◆ **Written problem 1**:
Decide whether each statement below agrees with the passage about Alex Cora. Answer yes or no for each one and quote the deciding words of the passage. (a) Cora played for the Red Sox on their 2007 championship team. (b) Cora was the second Latino manager of the Red Sox. (c) Under Cora, the team won 108 games in the regular season.

◆ **Page extract**:
--- start ---
It feels like just yesterday that Alex Cora was being introduced as the new Red Sox skipper, photographed powerfully striding across the Mass Pike on the David Ortiz Bridge, up to his new fiefdom, Fenway Park. He was young, a former Sox player from the 2007 championship team, friends with former teammate Dustin Pedroia, and a 14-year veteran of the game with a great reputation. Post-retirement, he’d gone on to become a well-respected analyst at ESPN and was fresh off coaching a ne’er-do-well franchise to their first World Series championship. He was to be the Red Sox’ first Latino manager, a youthful, enthusiastic symbol of a bright future. Players and fans alike could not have been more thrilled.
He delivered immediately: a franchise-record 108-win regular season, their 3rd consecutive division title, and the team breezed through the postseason. Or rather, bulldozed their way to their 4th championship in fifteen years. Everything was coming up Cora.
--- end ---
◆ **Information shown**:
--- start ---
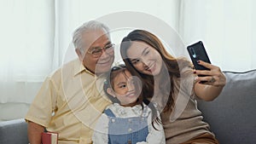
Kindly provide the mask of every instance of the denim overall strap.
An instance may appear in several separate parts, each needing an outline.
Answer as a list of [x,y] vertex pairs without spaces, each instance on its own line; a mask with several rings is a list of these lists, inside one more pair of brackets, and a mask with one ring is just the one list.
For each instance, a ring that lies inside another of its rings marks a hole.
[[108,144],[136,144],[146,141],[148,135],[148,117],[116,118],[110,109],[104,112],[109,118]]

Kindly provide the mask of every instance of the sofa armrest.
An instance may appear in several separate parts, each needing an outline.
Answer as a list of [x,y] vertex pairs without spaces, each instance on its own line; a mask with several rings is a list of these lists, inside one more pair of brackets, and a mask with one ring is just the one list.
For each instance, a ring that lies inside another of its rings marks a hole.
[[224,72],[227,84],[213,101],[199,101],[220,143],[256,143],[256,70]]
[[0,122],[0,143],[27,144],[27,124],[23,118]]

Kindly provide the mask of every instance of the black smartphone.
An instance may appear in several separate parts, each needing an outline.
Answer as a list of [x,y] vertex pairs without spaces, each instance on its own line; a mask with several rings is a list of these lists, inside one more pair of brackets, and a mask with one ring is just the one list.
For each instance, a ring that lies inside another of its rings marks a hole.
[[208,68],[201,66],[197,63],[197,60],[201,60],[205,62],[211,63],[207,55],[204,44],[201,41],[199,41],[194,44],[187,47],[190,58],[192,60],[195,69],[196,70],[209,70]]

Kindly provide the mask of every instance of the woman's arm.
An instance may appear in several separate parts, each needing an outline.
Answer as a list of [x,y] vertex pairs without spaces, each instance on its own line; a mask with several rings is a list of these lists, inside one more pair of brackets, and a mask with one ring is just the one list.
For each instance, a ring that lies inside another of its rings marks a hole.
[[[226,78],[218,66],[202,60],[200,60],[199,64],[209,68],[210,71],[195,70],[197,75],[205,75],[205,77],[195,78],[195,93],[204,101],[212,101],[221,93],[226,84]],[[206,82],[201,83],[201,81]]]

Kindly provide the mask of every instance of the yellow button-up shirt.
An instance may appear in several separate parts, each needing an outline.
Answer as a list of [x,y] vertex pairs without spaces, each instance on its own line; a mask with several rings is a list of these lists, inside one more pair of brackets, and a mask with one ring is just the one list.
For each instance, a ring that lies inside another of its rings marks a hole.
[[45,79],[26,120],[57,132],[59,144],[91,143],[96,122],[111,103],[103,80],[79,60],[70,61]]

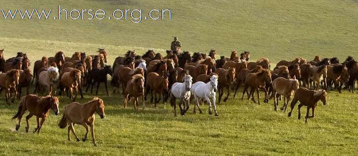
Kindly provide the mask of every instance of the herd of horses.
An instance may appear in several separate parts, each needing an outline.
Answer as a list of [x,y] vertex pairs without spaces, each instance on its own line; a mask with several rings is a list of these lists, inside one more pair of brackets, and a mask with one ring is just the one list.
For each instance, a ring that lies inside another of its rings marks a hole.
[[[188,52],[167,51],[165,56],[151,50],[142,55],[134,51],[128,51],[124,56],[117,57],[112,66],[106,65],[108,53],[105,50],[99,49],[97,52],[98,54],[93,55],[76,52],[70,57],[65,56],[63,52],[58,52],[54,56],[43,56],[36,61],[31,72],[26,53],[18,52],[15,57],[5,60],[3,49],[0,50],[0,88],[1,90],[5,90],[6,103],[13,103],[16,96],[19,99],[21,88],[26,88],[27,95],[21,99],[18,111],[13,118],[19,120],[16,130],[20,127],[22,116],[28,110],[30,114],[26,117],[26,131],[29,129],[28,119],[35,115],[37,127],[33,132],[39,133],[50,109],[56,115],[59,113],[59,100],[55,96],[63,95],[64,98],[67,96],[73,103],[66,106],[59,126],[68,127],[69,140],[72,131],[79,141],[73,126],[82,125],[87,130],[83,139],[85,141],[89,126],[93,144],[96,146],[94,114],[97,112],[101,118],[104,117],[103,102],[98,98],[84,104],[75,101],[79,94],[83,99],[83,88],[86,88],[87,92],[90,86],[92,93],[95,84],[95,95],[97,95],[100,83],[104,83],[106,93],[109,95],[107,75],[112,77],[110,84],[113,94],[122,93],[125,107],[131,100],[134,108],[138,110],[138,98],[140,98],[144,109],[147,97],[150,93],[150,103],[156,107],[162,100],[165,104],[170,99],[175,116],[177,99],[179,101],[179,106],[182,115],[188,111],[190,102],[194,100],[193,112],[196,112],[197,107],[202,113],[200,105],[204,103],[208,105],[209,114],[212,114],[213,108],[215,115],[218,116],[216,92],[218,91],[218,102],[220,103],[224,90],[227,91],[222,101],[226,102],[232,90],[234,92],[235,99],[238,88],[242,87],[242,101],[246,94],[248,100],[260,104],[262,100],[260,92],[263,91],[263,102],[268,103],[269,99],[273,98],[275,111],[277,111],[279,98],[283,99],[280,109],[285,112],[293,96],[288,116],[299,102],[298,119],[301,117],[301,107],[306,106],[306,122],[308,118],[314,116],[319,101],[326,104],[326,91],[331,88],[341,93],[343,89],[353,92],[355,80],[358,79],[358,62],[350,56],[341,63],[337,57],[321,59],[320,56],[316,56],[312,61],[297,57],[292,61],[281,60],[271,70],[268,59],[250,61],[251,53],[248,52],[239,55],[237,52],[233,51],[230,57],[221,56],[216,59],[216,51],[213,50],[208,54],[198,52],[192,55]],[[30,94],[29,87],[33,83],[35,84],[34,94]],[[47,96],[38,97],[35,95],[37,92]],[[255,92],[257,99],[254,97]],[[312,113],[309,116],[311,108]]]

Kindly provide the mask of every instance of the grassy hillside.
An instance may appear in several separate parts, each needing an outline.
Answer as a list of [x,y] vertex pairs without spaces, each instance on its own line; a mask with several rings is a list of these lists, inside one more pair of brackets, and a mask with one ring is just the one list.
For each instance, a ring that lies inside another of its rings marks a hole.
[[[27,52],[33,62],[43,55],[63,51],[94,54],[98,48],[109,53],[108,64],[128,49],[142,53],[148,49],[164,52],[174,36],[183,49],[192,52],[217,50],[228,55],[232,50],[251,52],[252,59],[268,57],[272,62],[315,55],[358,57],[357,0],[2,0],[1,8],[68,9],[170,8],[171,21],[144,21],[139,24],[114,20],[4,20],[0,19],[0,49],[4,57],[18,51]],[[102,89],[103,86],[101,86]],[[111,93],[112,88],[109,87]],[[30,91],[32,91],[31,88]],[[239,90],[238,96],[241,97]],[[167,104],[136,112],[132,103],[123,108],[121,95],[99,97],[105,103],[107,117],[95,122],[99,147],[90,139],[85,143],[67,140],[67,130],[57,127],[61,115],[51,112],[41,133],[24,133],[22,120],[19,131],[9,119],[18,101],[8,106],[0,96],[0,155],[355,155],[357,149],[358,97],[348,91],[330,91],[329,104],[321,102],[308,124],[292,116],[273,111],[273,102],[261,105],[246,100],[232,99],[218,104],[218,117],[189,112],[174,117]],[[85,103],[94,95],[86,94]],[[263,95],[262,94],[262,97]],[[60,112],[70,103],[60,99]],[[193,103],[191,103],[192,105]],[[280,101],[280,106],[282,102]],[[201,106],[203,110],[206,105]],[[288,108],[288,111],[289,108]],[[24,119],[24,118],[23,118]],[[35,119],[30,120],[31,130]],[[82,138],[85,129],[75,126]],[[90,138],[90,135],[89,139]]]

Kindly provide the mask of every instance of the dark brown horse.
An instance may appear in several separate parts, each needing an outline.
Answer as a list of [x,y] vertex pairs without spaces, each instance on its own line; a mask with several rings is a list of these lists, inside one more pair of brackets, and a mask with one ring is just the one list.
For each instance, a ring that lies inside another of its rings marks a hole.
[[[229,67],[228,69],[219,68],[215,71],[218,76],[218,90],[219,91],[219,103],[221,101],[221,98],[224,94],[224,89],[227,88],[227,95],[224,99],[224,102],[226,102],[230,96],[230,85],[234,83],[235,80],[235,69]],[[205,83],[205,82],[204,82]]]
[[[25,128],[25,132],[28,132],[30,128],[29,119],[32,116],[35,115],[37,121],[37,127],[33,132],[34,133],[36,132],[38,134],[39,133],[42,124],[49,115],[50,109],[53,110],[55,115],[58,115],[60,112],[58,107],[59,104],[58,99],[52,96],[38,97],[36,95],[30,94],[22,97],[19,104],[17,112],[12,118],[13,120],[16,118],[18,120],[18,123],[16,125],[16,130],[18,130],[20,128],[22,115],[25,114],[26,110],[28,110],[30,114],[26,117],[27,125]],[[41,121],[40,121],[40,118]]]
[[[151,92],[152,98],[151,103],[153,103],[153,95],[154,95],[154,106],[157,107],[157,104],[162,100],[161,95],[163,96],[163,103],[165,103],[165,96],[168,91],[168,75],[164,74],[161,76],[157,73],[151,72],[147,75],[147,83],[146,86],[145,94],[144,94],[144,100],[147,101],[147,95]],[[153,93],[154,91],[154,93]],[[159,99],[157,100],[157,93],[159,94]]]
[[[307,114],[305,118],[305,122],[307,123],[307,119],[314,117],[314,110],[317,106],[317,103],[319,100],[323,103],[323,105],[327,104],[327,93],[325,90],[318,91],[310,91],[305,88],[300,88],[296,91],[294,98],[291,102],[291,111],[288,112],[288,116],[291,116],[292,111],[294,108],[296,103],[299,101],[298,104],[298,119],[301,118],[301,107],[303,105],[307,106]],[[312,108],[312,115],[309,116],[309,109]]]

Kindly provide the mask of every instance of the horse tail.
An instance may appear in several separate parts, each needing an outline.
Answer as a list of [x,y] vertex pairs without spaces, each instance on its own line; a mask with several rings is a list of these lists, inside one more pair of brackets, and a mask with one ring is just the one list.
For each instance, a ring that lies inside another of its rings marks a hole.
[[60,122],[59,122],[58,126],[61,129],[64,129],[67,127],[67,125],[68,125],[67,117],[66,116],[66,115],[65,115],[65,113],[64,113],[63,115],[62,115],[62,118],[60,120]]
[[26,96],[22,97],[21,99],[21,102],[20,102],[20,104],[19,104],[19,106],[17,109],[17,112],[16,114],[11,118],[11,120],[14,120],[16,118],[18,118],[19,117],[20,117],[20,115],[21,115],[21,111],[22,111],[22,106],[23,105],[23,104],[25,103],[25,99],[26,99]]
--- end ---
--- start ---
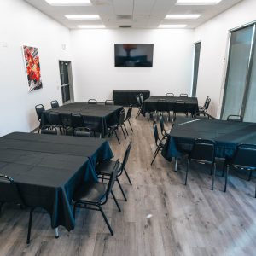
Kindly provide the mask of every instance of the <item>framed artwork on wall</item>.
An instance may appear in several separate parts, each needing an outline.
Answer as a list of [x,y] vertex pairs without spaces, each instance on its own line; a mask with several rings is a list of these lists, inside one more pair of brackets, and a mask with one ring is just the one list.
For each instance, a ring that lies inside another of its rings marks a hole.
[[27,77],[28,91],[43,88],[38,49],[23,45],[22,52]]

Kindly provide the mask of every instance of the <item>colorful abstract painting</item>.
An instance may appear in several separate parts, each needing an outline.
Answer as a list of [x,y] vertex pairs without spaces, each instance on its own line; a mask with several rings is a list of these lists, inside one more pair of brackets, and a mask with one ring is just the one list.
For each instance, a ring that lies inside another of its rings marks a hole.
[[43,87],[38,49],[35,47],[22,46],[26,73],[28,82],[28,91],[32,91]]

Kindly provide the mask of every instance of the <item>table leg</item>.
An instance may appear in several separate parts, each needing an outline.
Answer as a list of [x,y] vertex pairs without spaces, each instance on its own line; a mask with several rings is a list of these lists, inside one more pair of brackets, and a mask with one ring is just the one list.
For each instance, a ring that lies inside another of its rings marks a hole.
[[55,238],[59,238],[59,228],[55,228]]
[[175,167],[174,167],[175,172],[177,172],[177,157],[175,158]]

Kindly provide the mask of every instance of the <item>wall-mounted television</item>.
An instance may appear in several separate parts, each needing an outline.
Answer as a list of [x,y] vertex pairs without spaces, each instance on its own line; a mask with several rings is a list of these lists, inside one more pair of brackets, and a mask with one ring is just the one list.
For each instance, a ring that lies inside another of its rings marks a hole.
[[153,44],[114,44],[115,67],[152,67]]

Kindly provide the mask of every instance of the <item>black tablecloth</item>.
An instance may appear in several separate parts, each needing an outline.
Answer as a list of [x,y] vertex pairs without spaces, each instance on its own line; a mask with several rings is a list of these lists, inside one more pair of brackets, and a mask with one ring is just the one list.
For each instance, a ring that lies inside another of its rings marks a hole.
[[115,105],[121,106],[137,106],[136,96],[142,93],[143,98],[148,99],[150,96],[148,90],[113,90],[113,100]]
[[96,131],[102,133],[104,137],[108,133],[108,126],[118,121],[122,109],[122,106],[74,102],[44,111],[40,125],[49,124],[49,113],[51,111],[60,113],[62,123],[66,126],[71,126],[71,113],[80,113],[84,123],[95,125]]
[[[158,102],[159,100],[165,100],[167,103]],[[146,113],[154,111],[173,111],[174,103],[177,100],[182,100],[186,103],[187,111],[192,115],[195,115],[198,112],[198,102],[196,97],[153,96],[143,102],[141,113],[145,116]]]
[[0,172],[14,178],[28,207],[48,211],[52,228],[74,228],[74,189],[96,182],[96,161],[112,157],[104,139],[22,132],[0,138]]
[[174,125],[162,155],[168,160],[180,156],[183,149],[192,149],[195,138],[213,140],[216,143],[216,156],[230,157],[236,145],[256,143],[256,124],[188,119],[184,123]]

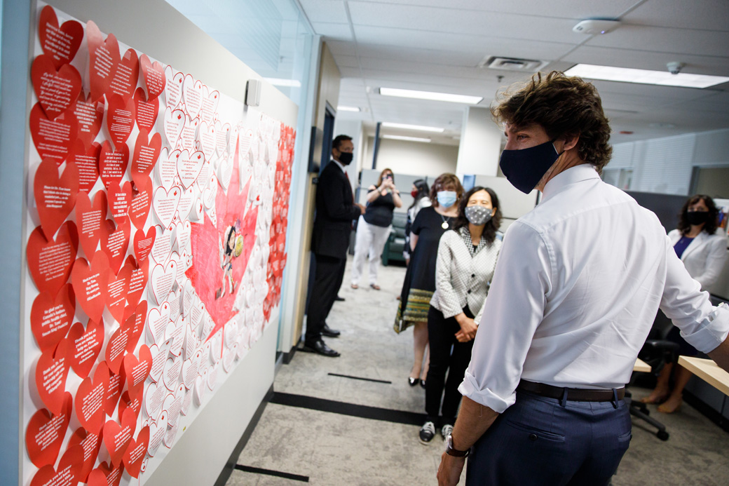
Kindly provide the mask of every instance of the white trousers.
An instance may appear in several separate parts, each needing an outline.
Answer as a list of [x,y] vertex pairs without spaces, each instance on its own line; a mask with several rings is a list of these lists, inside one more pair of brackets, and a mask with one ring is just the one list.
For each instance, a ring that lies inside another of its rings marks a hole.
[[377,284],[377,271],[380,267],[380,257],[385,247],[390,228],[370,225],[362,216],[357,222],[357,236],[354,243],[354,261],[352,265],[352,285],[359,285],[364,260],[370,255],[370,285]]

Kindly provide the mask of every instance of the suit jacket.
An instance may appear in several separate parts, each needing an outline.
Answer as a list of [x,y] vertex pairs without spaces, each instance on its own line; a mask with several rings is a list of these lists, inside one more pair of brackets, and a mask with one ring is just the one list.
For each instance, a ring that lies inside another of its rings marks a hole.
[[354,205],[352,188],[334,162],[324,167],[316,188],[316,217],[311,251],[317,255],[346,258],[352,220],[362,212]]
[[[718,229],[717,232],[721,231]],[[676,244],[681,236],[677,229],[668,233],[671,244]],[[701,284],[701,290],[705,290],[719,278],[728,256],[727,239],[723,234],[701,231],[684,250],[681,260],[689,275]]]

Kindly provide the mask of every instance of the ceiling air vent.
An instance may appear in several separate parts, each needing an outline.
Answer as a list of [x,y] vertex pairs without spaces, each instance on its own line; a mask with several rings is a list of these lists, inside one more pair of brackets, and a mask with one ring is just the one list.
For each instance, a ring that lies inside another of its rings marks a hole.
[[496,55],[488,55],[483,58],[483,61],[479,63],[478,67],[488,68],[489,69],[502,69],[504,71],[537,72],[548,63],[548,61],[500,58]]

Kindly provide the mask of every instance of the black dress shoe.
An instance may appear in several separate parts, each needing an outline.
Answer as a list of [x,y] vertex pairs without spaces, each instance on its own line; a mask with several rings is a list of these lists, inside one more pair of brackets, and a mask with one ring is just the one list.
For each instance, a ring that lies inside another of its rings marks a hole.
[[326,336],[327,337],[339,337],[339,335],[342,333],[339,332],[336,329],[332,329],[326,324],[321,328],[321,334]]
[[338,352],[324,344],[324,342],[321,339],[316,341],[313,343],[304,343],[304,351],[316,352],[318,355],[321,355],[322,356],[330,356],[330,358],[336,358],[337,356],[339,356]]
--- end ---
◆ **Written problem 2**:
From the records, write out as a numbered list everything from the line that contains "the <item>wall-mounted television</item>." down to the line that contains "[[153,44],[114,44],[115,67],[152,67]]", with blank lines omitted.

◆ **Exercise result 1**:
(a) Yes: "a former Sox player from the 2007 championship team"
(b) No: "He was to be the Red Sox’ first Latino manager"
(c) Yes: "a franchise-record 108-win regular season"

◆ **Exercise result 2**:
1. Kindly provide the mask of every instance of the <item>wall-mounted television</item>.
2. An instance may appear in several separate parts, each needing an outline.
3. Answer as a list of [x,y] vertex pairs without spaces, each instance on its own line; a mask with several rings is a list of these lists, inside one more pair of brackets, and a mask with one ring is just the one list.
4. For each instance, a ring that lies inside another of its rings marks a hole.
5. [[153,44],[114,44],[115,67],[152,67]]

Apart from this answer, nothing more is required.